* _What the exercise asks_
Copy out the lines of the records below, word for word, from the line with "on the young" up to and including the line with "x=207, y=213".

○ ○ ○ ○ ○ ○ ○

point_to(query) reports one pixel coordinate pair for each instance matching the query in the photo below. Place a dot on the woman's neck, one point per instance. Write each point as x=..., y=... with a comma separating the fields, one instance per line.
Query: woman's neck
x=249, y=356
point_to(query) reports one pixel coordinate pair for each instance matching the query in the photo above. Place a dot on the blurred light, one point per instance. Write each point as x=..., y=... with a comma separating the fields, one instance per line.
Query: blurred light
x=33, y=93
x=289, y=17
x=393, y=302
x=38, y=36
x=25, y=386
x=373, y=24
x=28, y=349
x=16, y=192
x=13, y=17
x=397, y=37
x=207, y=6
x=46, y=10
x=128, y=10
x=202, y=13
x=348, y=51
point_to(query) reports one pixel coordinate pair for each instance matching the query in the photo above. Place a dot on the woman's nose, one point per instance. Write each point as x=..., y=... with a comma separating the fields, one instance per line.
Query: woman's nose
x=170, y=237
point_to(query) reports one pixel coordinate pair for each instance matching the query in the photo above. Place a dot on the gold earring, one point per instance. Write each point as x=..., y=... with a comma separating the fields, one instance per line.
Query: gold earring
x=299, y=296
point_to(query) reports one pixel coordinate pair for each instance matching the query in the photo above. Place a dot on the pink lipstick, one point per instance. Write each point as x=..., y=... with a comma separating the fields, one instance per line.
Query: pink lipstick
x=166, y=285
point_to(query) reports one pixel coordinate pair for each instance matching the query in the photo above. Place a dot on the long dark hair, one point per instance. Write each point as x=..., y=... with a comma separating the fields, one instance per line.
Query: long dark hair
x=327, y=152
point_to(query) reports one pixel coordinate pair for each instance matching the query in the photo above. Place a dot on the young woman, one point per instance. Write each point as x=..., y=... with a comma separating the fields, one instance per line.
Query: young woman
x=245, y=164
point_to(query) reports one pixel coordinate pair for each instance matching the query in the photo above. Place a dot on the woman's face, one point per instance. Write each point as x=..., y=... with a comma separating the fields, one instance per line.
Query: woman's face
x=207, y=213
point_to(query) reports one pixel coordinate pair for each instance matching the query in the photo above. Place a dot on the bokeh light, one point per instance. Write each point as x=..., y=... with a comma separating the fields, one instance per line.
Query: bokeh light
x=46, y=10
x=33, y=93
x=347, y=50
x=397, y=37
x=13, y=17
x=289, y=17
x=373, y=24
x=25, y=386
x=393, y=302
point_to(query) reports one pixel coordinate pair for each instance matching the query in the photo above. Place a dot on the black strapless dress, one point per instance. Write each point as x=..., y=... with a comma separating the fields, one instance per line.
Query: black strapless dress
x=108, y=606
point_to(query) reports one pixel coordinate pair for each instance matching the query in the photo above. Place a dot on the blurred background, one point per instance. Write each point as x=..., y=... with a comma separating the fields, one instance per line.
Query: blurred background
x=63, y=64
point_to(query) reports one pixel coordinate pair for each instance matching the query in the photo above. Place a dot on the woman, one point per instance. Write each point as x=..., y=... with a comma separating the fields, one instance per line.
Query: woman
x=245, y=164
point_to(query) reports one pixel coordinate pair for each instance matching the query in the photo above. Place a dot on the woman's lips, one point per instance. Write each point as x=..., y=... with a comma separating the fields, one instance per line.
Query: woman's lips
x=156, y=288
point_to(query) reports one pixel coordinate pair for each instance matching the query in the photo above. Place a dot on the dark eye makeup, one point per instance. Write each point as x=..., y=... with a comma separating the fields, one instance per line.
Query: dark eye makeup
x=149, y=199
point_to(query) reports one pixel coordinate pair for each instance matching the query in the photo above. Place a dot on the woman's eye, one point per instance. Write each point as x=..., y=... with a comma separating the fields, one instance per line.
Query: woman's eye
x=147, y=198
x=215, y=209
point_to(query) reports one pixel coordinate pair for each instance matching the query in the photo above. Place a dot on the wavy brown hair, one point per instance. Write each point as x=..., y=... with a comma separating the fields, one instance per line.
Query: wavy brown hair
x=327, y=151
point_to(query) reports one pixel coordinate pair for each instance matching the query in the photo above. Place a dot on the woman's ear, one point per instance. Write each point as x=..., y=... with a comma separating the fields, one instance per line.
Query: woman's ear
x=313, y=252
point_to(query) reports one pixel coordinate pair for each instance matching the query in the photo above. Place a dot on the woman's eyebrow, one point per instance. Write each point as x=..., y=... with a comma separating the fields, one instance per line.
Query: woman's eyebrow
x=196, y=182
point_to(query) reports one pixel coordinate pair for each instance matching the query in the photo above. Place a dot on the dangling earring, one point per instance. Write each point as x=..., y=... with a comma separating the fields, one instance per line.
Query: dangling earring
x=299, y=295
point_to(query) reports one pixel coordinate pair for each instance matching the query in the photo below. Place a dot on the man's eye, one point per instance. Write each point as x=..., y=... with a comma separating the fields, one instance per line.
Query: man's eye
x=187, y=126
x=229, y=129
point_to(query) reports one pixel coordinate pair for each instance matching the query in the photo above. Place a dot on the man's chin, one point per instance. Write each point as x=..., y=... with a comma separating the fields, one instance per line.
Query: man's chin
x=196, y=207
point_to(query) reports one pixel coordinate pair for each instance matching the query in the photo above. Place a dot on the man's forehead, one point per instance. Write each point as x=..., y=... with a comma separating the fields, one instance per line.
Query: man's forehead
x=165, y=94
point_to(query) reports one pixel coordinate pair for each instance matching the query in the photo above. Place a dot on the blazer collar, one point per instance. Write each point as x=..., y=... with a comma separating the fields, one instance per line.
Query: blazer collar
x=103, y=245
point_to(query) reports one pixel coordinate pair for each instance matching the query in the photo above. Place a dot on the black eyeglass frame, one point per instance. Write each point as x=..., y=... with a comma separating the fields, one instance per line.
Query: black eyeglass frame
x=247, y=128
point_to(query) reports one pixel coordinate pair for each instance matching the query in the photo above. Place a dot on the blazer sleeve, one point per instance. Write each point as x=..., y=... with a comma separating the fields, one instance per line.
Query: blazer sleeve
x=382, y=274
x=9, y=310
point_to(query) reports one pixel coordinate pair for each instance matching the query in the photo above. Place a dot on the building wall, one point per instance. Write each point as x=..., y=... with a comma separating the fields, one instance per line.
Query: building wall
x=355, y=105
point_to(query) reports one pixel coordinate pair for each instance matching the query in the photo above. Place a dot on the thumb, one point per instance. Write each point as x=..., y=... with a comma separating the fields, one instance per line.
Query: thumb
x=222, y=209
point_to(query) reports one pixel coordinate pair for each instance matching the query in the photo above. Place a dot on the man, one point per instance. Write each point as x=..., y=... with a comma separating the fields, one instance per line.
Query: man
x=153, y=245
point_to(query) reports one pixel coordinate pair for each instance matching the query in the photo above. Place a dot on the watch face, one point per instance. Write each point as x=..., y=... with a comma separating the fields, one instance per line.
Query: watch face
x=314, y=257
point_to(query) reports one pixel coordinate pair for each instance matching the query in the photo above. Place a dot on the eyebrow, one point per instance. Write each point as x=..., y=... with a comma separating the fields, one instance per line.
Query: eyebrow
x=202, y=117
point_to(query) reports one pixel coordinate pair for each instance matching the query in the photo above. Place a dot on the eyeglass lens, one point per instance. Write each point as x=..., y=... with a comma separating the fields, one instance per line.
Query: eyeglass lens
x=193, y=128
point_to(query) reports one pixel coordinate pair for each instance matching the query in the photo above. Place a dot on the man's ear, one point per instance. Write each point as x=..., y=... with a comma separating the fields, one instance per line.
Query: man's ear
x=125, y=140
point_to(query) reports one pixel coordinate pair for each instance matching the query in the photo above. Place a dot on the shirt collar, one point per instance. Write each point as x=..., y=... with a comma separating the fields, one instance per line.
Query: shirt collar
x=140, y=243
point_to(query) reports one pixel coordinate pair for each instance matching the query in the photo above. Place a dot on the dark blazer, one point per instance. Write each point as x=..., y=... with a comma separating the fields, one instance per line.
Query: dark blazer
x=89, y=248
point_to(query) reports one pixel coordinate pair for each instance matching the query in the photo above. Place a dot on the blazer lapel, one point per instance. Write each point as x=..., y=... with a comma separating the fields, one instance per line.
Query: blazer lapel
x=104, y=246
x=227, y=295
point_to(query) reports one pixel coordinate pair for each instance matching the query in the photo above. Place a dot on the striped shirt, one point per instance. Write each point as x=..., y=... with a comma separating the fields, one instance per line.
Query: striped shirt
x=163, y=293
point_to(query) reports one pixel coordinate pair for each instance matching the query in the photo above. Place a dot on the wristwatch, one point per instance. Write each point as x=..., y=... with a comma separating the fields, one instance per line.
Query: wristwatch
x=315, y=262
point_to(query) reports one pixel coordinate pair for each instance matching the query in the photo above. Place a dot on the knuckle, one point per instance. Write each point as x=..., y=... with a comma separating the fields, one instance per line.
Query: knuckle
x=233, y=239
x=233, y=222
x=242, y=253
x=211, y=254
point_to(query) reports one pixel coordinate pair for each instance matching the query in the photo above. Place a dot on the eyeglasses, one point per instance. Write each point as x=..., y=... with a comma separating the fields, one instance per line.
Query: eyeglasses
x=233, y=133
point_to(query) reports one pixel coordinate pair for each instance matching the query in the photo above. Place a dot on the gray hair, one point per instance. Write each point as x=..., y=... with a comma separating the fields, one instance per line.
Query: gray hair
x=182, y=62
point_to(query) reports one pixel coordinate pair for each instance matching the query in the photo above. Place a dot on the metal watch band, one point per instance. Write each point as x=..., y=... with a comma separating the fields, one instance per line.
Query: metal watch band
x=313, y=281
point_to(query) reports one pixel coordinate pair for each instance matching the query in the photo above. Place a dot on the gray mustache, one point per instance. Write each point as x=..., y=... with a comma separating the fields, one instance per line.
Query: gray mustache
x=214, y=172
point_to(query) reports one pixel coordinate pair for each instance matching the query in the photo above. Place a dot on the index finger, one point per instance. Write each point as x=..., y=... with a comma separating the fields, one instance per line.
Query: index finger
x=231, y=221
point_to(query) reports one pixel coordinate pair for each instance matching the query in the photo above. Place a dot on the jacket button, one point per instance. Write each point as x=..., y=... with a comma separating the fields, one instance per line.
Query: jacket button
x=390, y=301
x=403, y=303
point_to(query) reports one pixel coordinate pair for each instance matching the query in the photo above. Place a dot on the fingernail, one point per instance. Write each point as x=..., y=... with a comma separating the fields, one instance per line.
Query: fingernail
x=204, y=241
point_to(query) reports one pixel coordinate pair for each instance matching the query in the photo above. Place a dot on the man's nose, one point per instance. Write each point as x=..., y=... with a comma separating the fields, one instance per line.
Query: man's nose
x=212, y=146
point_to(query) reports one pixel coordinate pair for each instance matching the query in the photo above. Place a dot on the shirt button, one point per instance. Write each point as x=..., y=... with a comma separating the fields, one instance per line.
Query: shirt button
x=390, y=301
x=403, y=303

○ ○ ○ ○ ○ ○ ○

* _Solution_
point_to(query) reports one pixel coordinate pair for each instance matching the query in the photo above. Place a dot on the young woman, one point per instance. Write each point as x=..., y=... with a comma separating the fields, one instance per line.
Query: young woman
x=245, y=164
point_to(query) reports one pixel coordinate pair for each instance matching the query in the photo above. Place a dot on the woman's face, one point per instance. Write each point as x=..., y=... with a comma separating the fields, one instance per line.
Query: woman's face
x=207, y=213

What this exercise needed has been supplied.